- WHAT YOU SHOULD DO -
Copy the lines from the one with "Provide the outline of every instance of the child's face" up to and including the one with "106], [259, 99]]", swapping "Logged" for "Recorded" and leaving everything else unchanged.

-- Start SOURCE RECORDS --

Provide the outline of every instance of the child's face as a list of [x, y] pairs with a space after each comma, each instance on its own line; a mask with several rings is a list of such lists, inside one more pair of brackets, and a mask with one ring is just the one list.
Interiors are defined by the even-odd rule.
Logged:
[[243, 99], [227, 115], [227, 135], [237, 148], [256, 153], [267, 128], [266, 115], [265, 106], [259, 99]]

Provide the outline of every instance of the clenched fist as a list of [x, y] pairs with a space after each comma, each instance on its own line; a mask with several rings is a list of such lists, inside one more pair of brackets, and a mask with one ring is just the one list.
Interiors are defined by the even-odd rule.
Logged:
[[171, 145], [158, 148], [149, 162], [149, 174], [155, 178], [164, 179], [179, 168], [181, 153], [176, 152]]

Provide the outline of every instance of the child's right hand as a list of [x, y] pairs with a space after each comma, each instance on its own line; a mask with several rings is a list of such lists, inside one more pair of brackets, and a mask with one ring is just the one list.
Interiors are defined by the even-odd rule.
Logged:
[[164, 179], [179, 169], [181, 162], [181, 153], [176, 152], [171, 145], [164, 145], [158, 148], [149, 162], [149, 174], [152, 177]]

-- End SOURCE RECORDS --
-- Start SOURCE RECORDS --

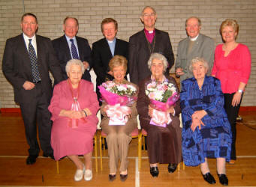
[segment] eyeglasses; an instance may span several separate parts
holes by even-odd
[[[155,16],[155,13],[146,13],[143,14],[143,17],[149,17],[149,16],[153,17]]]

-- End SOURCE RECORDS --
-- Start SOURCE RECORDS --

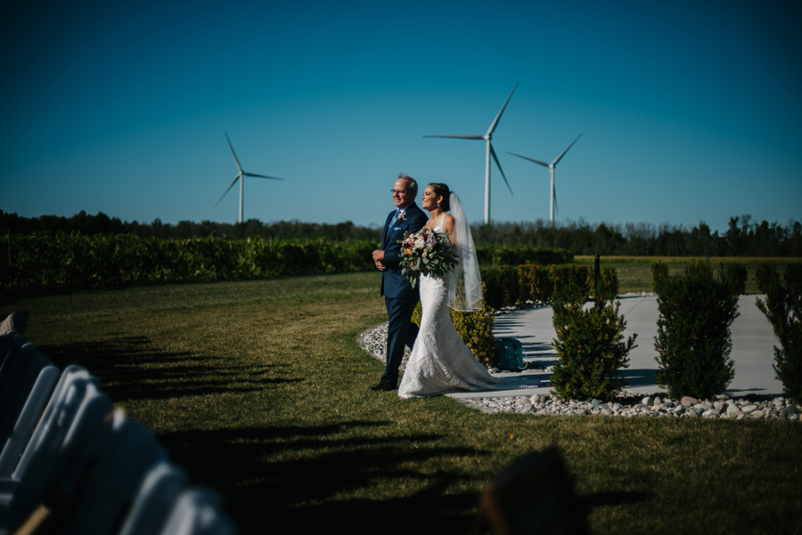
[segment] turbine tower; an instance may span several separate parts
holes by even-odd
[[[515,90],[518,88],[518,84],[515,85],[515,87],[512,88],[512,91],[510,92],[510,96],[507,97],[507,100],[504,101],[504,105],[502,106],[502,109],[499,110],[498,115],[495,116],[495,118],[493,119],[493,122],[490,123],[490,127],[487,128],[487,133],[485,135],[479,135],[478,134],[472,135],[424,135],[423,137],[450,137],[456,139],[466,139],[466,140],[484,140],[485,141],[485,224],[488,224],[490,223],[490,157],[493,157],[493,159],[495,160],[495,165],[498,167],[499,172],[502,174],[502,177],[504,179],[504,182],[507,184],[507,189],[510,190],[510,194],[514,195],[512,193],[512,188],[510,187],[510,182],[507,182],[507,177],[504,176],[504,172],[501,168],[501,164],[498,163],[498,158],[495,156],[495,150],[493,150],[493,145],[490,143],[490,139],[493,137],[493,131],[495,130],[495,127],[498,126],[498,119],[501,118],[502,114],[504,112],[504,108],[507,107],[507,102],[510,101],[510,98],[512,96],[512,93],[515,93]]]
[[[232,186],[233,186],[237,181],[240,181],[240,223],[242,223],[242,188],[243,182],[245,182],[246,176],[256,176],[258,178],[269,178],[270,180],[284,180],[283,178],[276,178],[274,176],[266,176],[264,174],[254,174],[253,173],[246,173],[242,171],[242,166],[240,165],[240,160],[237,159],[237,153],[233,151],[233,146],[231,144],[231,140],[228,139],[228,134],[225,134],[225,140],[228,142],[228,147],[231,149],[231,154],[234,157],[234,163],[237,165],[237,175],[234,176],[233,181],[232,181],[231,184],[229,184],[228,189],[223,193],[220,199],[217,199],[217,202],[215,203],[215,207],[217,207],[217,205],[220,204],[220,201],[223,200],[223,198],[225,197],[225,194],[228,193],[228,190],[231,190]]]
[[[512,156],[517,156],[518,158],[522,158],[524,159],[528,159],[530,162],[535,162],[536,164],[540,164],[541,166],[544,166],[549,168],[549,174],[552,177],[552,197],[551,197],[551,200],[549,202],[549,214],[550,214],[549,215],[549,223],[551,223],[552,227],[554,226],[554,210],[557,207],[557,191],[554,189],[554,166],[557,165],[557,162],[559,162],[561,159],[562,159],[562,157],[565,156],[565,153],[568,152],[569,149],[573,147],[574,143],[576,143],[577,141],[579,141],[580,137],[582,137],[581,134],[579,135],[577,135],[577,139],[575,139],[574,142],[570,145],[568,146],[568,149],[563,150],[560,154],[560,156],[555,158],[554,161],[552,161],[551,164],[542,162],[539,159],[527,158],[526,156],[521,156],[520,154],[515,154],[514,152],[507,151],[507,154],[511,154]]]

-- End SOURCE RECORDS --

- ANSWER TO THE PROBLEM -
Provide the outline of every instance of the child's face as a list of [x, y] pairs with a space after each comma, each instance on its own line; a mask with several rings is a list of such lists, inside one more pair of brackets, and a mask with one ring is just the one list.
Interiors are defined by the even-odd rule.
Recorded:
[[243, 99], [227, 115], [227, 135], [237, 148], [256, 153], [267, 128], [266, 115], [265, 106], [259, 99]]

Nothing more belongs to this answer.